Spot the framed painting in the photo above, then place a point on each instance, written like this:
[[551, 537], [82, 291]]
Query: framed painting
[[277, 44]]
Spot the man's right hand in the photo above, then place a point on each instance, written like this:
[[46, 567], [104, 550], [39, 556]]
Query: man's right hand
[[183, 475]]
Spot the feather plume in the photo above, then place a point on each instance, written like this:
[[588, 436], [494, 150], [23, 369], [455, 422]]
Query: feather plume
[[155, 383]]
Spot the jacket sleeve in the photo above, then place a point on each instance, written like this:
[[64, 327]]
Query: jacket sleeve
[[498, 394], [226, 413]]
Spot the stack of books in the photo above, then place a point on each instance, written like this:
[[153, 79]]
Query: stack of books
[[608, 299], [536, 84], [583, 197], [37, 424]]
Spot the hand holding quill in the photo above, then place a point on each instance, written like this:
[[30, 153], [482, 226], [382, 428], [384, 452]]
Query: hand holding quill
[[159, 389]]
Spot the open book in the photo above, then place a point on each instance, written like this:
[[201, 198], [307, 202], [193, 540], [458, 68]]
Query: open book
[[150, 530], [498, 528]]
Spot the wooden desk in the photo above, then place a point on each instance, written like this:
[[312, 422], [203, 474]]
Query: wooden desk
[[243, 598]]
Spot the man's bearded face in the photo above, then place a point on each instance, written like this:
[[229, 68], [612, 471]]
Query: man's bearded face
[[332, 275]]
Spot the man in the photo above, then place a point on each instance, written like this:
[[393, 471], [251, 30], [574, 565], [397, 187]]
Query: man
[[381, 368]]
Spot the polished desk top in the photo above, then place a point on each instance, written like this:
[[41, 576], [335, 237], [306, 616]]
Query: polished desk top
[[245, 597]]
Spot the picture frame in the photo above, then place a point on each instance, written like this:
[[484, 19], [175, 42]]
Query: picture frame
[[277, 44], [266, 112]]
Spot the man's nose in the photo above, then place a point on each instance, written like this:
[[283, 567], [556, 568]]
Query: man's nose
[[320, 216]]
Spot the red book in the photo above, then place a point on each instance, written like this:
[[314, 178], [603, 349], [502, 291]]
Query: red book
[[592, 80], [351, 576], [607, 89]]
════
_AIM OF THE EXERCISE_
Your task is to reproduce exactly the lines that begin with the one containing "Query: man's bearded face" and continue to the end of the data, both ends included.

_WRITTEN SOLUTION_
Query: man's bearded face
[[332, 275]]
Spot the man in the photo above, then place a point on each instance, written like this:
[[393, 471], [251, 30], [574, 565], [397, 187]]
Query: man
[[381, 368]]
Spot the polished desk top in the photo above, then place a point on each instance, written like this:
[[41, 576], [335, 237], [306, 616]]
Query: polished desk top
[[245, 597]]
Spot the picture frame in the photo above, then place a point on each instance, written like this:
[[484, 19], [175, 42]]
Query: picture frame
[[277, 44], [266, 112]]
Spot the man's nose in the photo above, then place a point on each instance, written like this:
[[283, 567], [556, 568]]
Query: man's nose
[[320, 216]]
Spot the red book in the photo above, then place a point on each instance, written like this:
[[314, 178], [603, 349], [502, 291]]
Query: red book
[[592, 80], [351, 576], [607, 89]]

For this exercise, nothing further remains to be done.